## Records shown
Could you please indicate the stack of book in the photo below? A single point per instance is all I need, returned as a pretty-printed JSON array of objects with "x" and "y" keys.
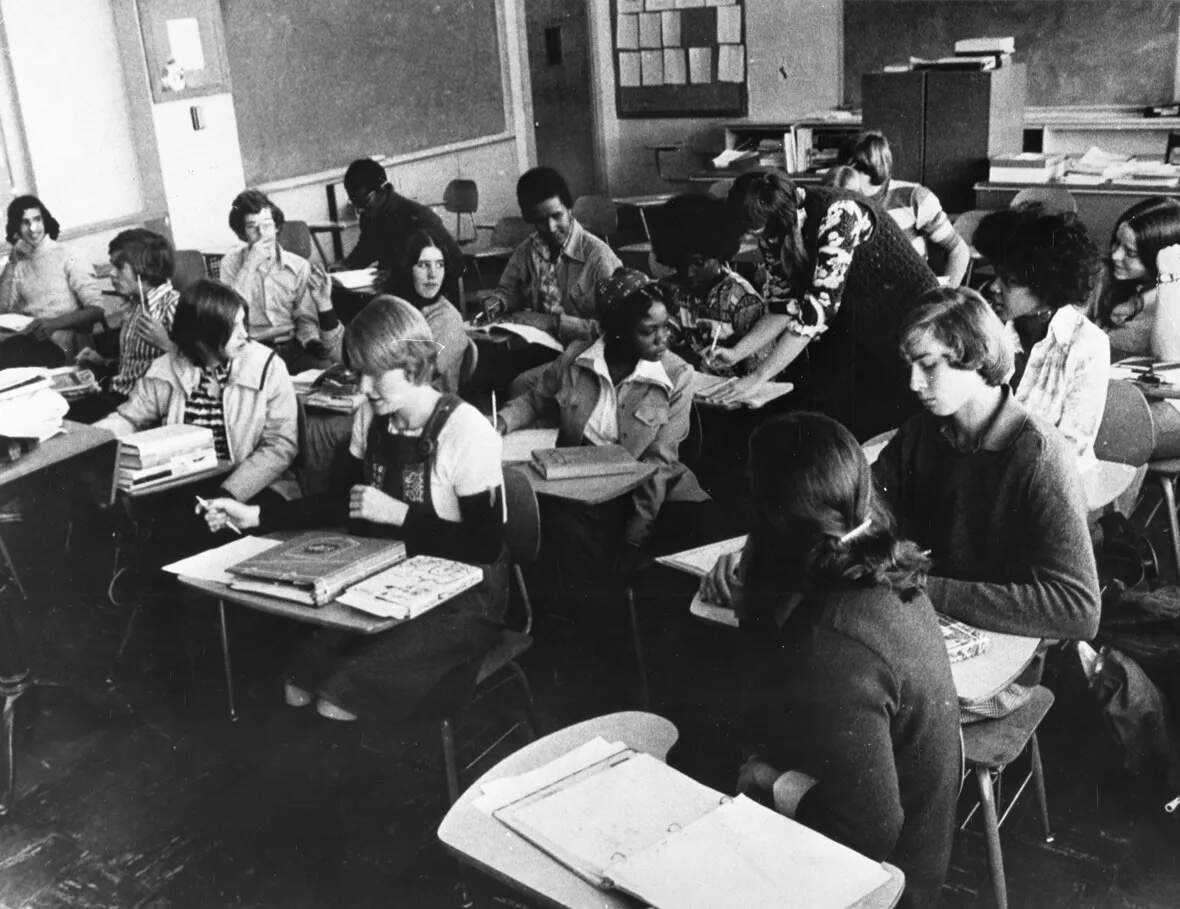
[{"x": 155, "y": 457}]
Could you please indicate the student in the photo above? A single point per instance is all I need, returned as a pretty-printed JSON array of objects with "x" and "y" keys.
[
  {"x": 714, "y": 306},
  {"x": 1127, "y": 309},
  {"x": 387, "y": 222},
  {"x": 852, "y": 712},
  {"x": 217, "y": 377},
  {"x": 425, "y": 468},
  {"x": 549, "y": 282},
  {"x": 837, "y": 280},
  {"x": 622, "y": 388},
  {"x": 274, "y": 283},
  {"x": 915, "y": 208},
  {"x": 1046, "y": 270},
  {"x": 419, "y": 280},
  {"x": 43, "y": 280}
]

## Work order
Pictures should be left out when the records above are restated exactly.

## Reply
Could you please indicate the stack of book in the photo below? A single point per instance is all I need, returned as a pretty-printed JSON array of objects with "x" and "y" keys.
[{"x": 155, "y": 457}]
Could you please indicate the student in the photo above? A single point per instance is all I need, returned as a pretty-printed JSON array of objects with "x" and "y" keys.
[
  {"x": 714, "y": 306},
  {"x": 1127, "y": 309},
  {"x": 387, "y": 222},
  {"x": 852, "y": 712},
  {"x": 217, "y": 377},
  {"x": 425, "y": 468},
  {"x": 549, "y": 282},
  {"x": 837, "y": 280},
  {"x": 622, "y": 388},
  {"x": 274, "y": 283},
  {"x": 915, "y": 208},
  {"x": 1046, "y": 270},
  {"x": 419, "y": 280},
  {"x": 43, "y": 280}
]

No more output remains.